** Begin DATA TO PROCESS **

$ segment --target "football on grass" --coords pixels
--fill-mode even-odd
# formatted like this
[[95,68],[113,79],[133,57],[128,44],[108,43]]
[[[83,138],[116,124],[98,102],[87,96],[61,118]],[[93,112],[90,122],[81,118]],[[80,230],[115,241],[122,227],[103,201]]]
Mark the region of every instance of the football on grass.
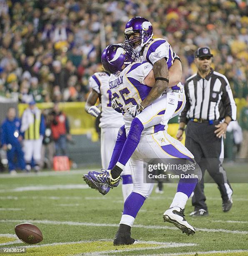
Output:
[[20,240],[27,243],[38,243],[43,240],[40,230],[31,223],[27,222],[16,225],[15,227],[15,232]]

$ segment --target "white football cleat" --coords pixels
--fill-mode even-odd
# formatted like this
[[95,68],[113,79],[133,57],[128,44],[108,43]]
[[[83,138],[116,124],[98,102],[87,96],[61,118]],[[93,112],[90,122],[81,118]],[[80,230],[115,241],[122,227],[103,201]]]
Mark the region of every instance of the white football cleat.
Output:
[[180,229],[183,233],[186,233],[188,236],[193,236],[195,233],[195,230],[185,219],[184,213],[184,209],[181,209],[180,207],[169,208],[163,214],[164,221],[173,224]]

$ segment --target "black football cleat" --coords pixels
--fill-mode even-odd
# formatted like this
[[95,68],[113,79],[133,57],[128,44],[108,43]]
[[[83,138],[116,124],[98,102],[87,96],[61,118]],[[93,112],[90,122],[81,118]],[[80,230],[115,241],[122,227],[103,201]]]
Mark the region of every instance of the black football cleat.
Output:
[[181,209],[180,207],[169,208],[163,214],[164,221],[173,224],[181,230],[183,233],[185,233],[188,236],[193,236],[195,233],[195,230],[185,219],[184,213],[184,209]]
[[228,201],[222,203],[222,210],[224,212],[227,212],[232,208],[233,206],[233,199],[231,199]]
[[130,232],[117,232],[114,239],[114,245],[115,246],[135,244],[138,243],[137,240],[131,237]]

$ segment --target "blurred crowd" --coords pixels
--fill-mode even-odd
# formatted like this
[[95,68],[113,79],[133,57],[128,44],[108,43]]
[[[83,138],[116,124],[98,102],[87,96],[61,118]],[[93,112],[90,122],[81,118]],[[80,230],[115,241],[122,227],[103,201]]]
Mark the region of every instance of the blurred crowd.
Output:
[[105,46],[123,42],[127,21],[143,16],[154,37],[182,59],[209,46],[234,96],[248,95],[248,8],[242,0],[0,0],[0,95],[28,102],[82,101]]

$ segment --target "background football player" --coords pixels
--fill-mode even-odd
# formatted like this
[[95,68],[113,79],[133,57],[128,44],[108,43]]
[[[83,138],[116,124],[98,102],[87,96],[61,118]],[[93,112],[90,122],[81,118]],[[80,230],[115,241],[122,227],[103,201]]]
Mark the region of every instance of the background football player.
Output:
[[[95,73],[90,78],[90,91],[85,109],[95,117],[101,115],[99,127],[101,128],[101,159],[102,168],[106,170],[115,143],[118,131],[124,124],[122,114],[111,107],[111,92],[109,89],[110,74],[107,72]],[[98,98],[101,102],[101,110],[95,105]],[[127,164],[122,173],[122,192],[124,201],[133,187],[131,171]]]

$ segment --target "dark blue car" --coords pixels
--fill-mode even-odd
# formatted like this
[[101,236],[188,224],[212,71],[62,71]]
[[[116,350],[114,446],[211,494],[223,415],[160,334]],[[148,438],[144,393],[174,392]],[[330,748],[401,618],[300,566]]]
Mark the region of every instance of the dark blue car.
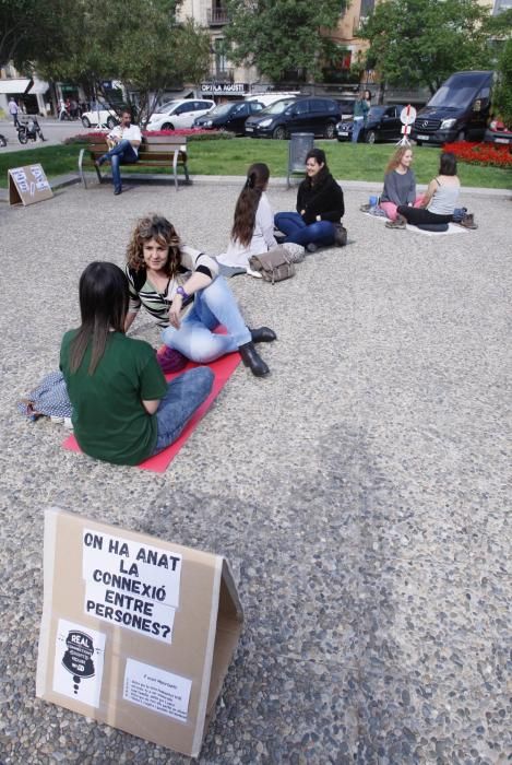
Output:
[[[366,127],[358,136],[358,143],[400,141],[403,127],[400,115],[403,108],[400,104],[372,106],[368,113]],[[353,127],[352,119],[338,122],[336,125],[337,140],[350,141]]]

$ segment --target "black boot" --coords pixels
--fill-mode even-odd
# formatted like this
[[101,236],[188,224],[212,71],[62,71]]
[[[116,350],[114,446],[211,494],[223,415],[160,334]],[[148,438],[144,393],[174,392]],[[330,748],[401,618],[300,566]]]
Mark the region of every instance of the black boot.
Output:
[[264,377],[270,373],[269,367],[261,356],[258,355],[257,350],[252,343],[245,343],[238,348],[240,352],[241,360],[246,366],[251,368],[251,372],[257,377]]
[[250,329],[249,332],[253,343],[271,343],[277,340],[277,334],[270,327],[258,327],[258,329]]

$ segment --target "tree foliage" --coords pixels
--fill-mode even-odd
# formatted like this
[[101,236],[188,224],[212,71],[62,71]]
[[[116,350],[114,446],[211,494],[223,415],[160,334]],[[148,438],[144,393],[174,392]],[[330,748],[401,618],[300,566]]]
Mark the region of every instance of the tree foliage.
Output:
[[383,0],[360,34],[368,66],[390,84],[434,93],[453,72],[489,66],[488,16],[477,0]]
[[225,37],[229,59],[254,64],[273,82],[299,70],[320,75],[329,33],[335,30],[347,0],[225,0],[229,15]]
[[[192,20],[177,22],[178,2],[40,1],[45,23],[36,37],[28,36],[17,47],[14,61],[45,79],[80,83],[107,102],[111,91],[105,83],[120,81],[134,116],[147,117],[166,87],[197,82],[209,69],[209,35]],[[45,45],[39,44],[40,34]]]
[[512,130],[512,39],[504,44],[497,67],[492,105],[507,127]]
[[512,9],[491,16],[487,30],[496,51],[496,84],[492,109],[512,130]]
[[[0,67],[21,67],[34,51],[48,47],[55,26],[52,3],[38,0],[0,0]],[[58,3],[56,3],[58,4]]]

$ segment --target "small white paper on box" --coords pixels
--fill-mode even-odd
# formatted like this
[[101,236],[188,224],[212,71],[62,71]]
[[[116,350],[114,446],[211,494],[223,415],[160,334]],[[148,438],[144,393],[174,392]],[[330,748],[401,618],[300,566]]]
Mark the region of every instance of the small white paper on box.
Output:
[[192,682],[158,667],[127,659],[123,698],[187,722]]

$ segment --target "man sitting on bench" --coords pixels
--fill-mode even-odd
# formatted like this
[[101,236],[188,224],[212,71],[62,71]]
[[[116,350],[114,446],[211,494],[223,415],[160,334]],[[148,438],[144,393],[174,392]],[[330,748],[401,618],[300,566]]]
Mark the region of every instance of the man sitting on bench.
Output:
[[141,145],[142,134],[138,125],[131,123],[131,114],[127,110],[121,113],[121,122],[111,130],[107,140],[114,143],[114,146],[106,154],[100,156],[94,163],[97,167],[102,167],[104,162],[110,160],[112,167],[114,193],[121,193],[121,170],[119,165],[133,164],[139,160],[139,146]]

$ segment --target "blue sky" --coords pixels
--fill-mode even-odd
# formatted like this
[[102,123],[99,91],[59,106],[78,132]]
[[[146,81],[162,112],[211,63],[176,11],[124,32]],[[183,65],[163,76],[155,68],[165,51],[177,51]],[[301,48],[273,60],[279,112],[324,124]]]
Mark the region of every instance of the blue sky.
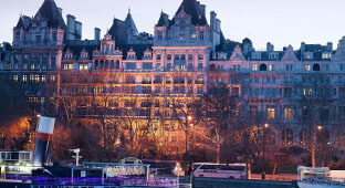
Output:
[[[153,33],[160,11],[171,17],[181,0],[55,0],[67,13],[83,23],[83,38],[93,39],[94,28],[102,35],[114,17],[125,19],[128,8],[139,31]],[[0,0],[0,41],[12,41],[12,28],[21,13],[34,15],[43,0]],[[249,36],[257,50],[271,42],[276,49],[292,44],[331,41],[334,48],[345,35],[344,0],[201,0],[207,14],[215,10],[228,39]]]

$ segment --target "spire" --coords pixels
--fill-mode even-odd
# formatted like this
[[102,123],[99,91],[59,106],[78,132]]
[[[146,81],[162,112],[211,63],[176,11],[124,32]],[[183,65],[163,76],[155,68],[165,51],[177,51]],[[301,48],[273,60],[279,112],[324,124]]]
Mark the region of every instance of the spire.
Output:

** End DATA TO PROCESS **

#### EXERCISE:
Pull out every line of the records that contains the word "black", matching case exactly.

#### SOLUTION BELOW:
$ segment --target "black football cleat" --coords pixels
Mark the region of every instance of the black football cleat.
$ segment --target "black boot" --coords pixels
Mark the region of every instance of the black boot.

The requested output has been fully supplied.